### [Source passage]
====

Ray Tracing Acceleration Structure Extension#
API#
Enumerations
Structures
Functions
Ray Tracing Acceleration Structure#
The Ray Tracing Acceleration Structure extension provides the functionality to build ray tracing acceleration structures (RTAS) for 3D scenes on the host for use with GPU devices.
It is the user’s responsibility to manage the acceleration structure buffer and scratch buffer resources. The required sizes may be queried via zeRTASBuilderGetBuildPropertiesExt. Once built, an acceleration structure is a self-contained entity; any input resources may be released after the successful construction.
Scene Data#
To build an acceleration structure, first setup a scene that consists of one or more geometry infos.
ze_rtas_builder_triangles_geometry_info_ext_t for triangle meshes,
ze_rtas_builder_quads_geometry_info_ext_t for quad meshes,
ze_rtas_builder_procedural_geometry_info_ext_t for procedural primitives with attached axis-aligned bounding-box, and
ze_rtas_builder_instance_geometry_info_ext_t for instances of other acceleration structures.
The following example creates a ze_rtas_builder_triangles_geometry_info_ext_t to specify a triangle mesh:
std::vector<ze_rtas_triangle_indices_uint32_ext_t> triangleIndexBuffer; std::vector<ze_rtas_float3_ext_t> triangleVertexBuffer; // Populate vertex and index buffers { // ... } ze_rtas_builder_triangles_geometry_info_ext_t mesh; memset(&mesh, 0, sizeof(mesh)); mesh.geometryType = ZE_RTAS_BUILDER_GEOMETRY_TYPE_EXT_TRIANGLES; mesh.geometryFlags = 0; mesh.geometryMask = 0xFF; mesh.triangleFormat = ZE_RTAS_BUILDER_INPUT_DATA_FORMAT_EXT_TRIANGLE_INDICES_UINT32; mesh.triangleCount = triangleIndexBuffer.size(); mesh.triangleStride = sizeof(ze_rtas_triangle_indices_uint32_ext_t); mesh.pTriangleBuffer = triangleIndexBuffer.data(); mesh.vertexFormat = ZE_RTAS_BUILDER_INPUT_DATA_FORMAT_EXT_FLOAT3; mesh.vertexCount = triangleVertexBuffer.size(); mesh.vertexStride = sizeof(ze_rtas_float3_ext_t); mesh.pVertexBuffer = triangleVertexBuffer.data();
Geometry is considered to be opaque by default, enabling a fast mode where traversal does not return to the caller of ray tracing for each triangle or quad hit. To process each triangle or quad hit by some any-hit shader, the geometryFlags member of the geometry infos must include the ZE_RTAS_BUILDER_GEOMETRY_EXT_FLAG_NON_OPAQUE flag. The proper data formats of the triangle index- and vertex- buffers are specified, including the strides, and a pointer to the first element for each buffer.

====

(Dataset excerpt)
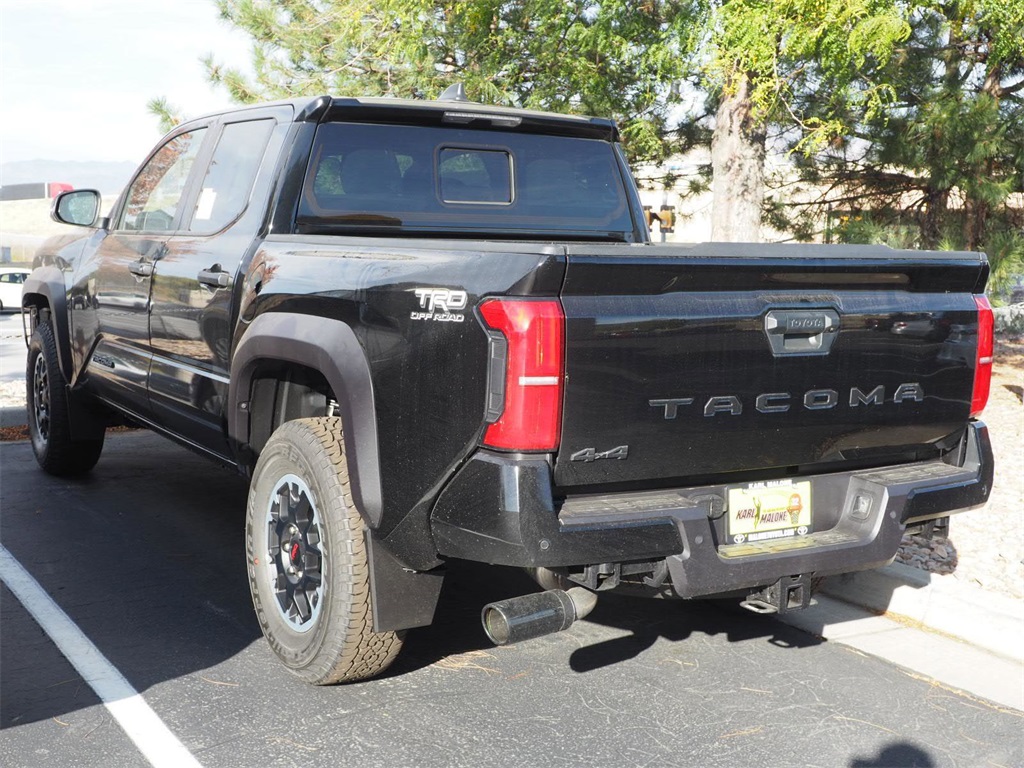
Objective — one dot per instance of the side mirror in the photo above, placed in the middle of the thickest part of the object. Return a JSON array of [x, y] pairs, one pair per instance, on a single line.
[[78, 207]]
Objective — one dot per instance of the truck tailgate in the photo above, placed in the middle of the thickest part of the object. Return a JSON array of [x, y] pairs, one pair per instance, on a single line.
[[687, 363]]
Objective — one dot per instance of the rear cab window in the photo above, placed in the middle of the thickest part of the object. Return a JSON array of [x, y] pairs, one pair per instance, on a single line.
[[366, 178]]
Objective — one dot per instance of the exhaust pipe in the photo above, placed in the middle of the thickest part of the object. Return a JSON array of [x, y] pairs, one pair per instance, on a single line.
[[536, 614]]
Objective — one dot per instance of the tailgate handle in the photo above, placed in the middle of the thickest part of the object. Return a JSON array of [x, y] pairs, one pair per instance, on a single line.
[[793, 332]]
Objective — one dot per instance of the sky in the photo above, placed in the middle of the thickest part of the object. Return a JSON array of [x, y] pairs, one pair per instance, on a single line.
[[76, 75]]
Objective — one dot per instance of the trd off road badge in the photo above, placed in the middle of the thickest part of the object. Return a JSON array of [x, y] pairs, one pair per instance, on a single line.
[[439, 304]]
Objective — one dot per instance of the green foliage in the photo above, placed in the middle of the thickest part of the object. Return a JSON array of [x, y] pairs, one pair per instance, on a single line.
[[946, 155], [787, 47], [165, 113]]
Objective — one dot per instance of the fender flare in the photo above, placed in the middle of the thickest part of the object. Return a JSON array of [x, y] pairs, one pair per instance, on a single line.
[[331, 347], [47, 283]]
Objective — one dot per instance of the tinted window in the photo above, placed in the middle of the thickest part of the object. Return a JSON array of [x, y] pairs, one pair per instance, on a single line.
[[156, 193], [452, 179], [229, 178], [475, 176]]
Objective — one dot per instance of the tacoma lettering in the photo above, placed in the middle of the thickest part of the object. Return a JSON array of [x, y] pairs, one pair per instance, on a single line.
[[780, 402]]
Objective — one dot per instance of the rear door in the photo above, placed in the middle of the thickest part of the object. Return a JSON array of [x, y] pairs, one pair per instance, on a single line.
[[719, 361]]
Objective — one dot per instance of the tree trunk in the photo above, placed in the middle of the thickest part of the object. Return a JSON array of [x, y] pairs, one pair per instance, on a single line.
[[737, 159]]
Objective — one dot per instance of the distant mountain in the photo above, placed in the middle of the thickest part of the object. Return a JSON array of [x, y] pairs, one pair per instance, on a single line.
[[109, 178]]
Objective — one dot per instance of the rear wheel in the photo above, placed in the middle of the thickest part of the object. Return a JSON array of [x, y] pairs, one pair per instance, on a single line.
[[49, 417], [308, 569]]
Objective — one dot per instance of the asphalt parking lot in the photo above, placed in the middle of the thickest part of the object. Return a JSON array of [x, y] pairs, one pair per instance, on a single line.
[[145, 557]]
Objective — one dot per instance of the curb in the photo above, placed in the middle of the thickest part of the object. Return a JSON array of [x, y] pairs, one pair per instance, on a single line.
[[938, 602], [13, 416]]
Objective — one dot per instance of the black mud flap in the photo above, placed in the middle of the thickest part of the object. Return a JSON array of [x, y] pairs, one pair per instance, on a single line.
[[787, 594]]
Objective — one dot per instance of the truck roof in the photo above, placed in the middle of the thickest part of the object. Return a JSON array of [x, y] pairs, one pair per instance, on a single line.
[[436, 112]]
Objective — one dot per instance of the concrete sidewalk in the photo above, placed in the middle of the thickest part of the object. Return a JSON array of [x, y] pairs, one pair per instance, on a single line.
[[942, 603], [958, 635]]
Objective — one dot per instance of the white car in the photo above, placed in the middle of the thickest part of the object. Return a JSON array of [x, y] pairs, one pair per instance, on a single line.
[[11, 279]]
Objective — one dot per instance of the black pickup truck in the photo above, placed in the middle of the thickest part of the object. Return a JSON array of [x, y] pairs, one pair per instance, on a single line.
[[433, 330]]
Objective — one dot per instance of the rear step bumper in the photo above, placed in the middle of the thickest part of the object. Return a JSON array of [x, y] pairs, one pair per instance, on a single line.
[[500, 509]]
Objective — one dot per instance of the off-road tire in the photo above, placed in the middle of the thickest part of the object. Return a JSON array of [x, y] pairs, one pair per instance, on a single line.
[[339, 644], [48, 411]]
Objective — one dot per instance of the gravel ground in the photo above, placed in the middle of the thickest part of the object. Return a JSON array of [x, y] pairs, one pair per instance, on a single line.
[[985, 547]]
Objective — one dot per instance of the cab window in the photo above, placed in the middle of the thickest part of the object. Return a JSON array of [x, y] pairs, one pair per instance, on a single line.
[[157, 192], [229, 177]]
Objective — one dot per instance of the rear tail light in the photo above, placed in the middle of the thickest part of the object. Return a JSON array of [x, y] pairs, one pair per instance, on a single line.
[[983, 363], [525, 398]]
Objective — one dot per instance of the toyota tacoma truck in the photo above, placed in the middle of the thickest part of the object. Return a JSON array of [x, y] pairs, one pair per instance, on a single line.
[[435, 330]]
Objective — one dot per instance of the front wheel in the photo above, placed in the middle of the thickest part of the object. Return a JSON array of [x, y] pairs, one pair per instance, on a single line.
[[49, 411], [308, 569]]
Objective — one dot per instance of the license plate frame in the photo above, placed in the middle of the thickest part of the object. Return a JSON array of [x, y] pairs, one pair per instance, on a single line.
[[774, 509]]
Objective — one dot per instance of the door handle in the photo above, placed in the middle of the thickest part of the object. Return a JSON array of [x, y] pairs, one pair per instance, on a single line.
[[214, 278]]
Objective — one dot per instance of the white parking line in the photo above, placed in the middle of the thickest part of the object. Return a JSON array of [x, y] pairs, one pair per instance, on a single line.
[[153, 738]]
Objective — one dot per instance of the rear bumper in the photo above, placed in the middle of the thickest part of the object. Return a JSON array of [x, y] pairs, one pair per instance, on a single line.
[[500, 509]]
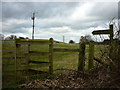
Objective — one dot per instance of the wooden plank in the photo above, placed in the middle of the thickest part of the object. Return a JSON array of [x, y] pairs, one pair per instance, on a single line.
[[38, 62], [32, 42], [51, 55], [81, 59], [25, 67], [91, 55], [97, 32], [38, 53], [111, 32], [65, 50]]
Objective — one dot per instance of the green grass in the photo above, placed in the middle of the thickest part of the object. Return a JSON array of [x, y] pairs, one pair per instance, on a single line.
[[68, 60]]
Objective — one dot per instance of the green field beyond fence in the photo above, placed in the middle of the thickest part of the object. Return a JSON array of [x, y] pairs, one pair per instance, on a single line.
[[65, 56]]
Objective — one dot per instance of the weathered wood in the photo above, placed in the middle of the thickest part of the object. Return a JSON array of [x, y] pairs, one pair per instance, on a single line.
[[34, 66], [81, 61], [97, 32], [38, 53], [111, 32], [91, 55], [17, 47], [65, 50], [32, 42], [99, 61], [51, 55]]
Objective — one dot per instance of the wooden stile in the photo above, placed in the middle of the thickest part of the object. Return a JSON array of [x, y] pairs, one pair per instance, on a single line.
[[51, 55], [91, 55], [81, 62]]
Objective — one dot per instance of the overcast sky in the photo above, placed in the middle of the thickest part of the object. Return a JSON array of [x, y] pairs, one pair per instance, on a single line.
[[55, 19]]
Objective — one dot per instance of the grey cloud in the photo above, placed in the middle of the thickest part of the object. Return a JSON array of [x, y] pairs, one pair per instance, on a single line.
[[42, 9]]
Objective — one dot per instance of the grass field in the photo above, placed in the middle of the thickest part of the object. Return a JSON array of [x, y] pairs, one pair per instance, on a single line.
[[67, 60]]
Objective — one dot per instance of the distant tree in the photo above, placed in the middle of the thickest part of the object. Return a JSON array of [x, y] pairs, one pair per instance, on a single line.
[[86, 38], [71, 41]]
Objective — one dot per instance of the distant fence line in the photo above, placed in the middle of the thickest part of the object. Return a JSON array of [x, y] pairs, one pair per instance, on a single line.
[[27, 65]]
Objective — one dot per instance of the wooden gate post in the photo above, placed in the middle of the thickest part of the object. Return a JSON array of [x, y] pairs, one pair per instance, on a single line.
[[17, 48], [81, 62], [51, 55], [91, 55]]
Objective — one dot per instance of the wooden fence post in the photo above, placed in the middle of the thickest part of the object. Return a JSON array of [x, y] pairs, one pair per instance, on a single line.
[[81, 62], [51, 55], [91, 55], [17, 48]]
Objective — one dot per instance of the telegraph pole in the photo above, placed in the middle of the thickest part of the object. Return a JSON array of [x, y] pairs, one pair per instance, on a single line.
[[33, 18]]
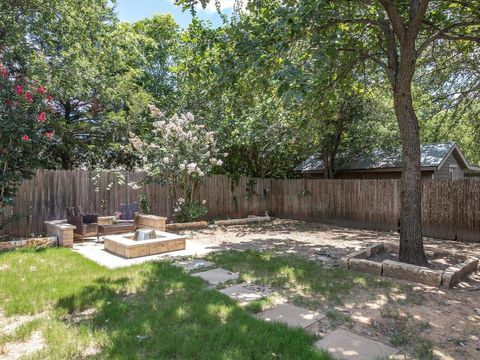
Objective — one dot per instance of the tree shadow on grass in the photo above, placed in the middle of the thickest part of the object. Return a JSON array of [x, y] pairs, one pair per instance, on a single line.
[[174, 316]]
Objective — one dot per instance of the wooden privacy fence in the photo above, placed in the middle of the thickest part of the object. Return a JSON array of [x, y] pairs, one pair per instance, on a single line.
[[450, 210]]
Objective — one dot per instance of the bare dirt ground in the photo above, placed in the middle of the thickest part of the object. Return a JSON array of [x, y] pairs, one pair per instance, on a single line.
[[448, 319]]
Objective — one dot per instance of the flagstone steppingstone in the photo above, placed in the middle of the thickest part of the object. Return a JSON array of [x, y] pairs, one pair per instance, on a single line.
[[190, 265], [245, 293], [217, 276], [346, 345], [291, 315]]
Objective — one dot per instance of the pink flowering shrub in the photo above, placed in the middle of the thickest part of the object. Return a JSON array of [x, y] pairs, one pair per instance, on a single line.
[[180, 152], [24, 133]]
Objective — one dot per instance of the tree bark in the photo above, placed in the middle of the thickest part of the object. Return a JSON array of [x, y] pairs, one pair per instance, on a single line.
[[411, 241]]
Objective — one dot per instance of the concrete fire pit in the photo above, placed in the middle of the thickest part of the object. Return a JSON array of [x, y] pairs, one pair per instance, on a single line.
[[151, 242]]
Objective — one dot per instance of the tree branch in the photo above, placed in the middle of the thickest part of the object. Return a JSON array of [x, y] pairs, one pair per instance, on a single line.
[[395, 18], [444, 34], [418, 9]]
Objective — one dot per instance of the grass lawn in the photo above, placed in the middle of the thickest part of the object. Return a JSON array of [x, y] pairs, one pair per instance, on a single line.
[[157, 311], [152, 311]]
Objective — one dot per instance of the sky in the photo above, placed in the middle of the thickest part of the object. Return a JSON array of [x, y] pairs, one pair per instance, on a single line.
[[134, 10]]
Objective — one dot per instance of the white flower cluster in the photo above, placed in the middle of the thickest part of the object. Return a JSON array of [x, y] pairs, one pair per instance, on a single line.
[[179, 152]]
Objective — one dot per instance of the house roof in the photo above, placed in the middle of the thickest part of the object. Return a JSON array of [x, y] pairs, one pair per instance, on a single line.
[[432, 156]]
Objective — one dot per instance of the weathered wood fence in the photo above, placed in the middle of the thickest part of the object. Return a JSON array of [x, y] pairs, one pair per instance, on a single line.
[[450, 210]]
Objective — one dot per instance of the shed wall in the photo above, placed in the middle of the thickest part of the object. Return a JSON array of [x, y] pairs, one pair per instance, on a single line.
[[443, 171]]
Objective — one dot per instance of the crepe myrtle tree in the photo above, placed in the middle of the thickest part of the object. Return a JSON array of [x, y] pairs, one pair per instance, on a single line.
[[179, 153], [24, 133], [393, 38]]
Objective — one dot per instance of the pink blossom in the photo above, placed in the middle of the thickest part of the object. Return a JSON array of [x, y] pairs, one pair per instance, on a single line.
[[19, 90], [29, 96], [42, 117], [3, 72]]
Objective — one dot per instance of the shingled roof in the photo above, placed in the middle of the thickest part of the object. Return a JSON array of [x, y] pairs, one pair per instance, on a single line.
[[432, 156]]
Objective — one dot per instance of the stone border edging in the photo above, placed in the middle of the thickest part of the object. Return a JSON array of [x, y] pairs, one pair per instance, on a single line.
[[244, 221], [31, 242], [187, 226], [448, 278]]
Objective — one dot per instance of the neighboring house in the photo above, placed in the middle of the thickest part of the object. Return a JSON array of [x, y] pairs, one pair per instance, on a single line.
[[438, 161]]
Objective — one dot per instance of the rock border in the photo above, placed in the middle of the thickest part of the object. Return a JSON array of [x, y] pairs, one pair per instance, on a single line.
[[48, 241], [358, 261], [187, 226]]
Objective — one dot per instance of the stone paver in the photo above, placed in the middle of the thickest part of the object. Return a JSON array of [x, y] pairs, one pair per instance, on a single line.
[[349, 346], [217, 276], [291, 315], [195, 264], [96, 252], [245, 293]]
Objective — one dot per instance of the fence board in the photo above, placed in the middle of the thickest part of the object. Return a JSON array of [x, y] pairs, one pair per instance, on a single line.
[[450, 210]]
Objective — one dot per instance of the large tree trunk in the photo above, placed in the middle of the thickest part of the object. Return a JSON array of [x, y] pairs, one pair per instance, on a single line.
[[411, 242]]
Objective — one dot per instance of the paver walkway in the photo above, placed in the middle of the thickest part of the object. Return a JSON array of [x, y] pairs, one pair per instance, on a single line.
[[190, 265], [341, 343], [217, 276], [245, 293], [349, 346], [291, 315]]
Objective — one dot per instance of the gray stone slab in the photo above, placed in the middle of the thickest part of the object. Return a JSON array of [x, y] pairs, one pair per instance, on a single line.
[[349, 346], [195, 264], [245, 293], [291, 315], [217, 276]]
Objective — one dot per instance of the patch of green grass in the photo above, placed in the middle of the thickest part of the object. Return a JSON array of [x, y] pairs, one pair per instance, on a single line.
[[338, 318], [257, 306], [303, 280], [424, 350], [149, 311]]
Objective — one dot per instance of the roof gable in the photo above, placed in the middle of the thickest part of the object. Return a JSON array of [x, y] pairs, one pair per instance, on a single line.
[[432, 155]]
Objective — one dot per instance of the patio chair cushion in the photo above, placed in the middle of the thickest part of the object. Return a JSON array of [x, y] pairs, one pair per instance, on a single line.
[[128, 211], [90, 218]]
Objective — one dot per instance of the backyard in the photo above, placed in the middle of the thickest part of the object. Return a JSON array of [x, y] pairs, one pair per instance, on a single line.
[[239, 179], [57, 304]]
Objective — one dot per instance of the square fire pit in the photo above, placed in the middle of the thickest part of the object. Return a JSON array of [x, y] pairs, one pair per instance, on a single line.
[[150, 242]]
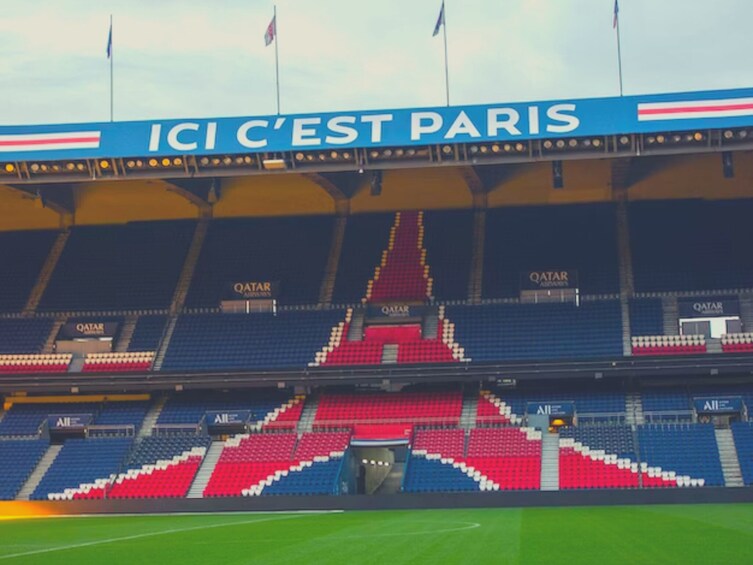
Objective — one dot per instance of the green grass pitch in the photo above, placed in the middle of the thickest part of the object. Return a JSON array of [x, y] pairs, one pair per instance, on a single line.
[[705, 534]]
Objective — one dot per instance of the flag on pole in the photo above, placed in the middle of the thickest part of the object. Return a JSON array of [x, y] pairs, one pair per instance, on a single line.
[[269, 35], [440, 21], [109, 42]]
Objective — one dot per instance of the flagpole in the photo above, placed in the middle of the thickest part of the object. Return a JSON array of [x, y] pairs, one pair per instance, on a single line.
[[277, 61], [619, 50], [112, 53], [446, 71]]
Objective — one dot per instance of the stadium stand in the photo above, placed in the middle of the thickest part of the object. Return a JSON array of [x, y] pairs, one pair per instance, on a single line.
[[737, 343], [609, 459], [160, 467], [366, 237], [646, 317], [683, 449], [26, 251], [497, 459], [448, 241], [538, 331], [428, 408], [27, 419], [118, 362], [83, 466], [24, 335], [147, 334], [249, 459], [579, 237], [124, 267], [669, 345], [24, 364], [743, 435], [271, 408], [18, 458], [292, 251], [260, 341], [402, 274], [669, 257]]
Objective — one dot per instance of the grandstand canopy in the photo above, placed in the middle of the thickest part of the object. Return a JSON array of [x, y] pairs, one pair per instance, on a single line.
[[659, 146]]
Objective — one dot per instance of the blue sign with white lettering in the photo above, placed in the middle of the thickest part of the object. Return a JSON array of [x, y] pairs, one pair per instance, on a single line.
[[342, 130], [227, 418], [550, 408], [718, 405], [69, 421]]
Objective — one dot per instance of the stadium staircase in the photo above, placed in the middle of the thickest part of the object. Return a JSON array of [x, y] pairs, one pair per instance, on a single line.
[[671, 315], [167, 335], [469, 411], [189, 266], [333, 261], [402, 274], [77, 363], [389, 354], [634, 410], [126, 333], [746, 310], [39, 472], [306, 422], [393, 482], [550, 476], [477, 260], [49, 346], [205, 471], [46, 273], [728, 457], [150, 420]]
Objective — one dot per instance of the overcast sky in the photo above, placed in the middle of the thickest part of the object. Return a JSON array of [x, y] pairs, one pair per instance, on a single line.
[[199, 58]]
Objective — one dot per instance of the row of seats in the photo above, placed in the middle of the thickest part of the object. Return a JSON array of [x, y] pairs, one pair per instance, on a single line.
[[438, 408], [118, 362], [251, 463], [668, 344], [136, 265], [47, 363], [506, 458]]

====

### [Stated task 1]
Reproduce the ray tracing passage between "Scene Data#" and "other acceleration structures.", inclusive.
### [Stated task 2]
In the ray tracing passage, which flag must the geometryFlags member include for each triangle or quad hit to be processed by an any-hit shader?

### [Final answer 1]
Scene Data#
To build an acceleration structure, first setup a scene that consists of one or more geometry infos.
ze_rtas_builder_triangles_geometry_info_ext_t for triangle meshes,
ze_rtas_builder_quads_geometry_info_ext_t for quad meshes,
ze_rtas_builder_procedural_geometry_info_ext_t for procedural primitives with attached axis-aligned bounding-box, and
ze_rtas_builder_instance_geometry_info_ext_t for instances of other acceleration structures.

### [Final answer 2]
ZE_RTAS_BUILDER_GEOMETRY_EXT_FLAG_NON_OPAQUE